[start SUPPLIED DATA]

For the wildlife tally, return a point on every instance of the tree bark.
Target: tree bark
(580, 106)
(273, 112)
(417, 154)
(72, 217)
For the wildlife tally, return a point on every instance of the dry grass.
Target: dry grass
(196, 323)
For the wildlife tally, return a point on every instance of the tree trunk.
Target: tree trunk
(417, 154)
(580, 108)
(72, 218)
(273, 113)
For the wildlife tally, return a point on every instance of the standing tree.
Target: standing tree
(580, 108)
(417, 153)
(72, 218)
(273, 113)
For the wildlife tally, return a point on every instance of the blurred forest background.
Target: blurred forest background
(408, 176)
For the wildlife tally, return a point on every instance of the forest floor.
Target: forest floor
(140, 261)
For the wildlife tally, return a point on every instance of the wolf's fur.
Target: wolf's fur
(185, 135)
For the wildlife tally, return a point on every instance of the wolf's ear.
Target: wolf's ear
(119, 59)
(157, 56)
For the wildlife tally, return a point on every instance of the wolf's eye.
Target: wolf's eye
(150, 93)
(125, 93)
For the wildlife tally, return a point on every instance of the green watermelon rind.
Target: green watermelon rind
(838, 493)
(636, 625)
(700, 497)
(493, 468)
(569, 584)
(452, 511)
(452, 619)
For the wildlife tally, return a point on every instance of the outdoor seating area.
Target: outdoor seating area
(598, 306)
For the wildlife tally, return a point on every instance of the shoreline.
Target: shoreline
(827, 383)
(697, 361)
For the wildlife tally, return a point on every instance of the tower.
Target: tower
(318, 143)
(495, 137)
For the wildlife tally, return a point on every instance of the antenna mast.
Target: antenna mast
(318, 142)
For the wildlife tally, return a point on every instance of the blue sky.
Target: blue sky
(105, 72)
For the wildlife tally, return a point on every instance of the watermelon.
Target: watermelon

[end SUPPLIED DATA]

■ **GOAL OF THE EXERCISE**
Give back exactly the lines from the line holding "outdoor seating area." through the last line of the listing, including both.

■ **RESPONSE TO THIS TASK**
For the wildlife tally, return a point on every instance of the outdoor seating area.
Target: outdoor seating area
(598, 306)
For the wildlife tally, return a point on every instance of the shoreline.
Target: shoreline
(827, 383)
(697, 361)
For the wildlife tally, return a point on every instance of the tower.
Target: tower
(318, 143)
(495, 137)
For the wildlife tally, return a point on every instance of the antenna mast.
Target: antenna mast
(318, 142)
For the wildlife tally, return a point on every instance of the blue sky.
Target: blue sky
(105, 72)
For the wildlife tally, return a point on every instance of the watermelon.
Target: watermelon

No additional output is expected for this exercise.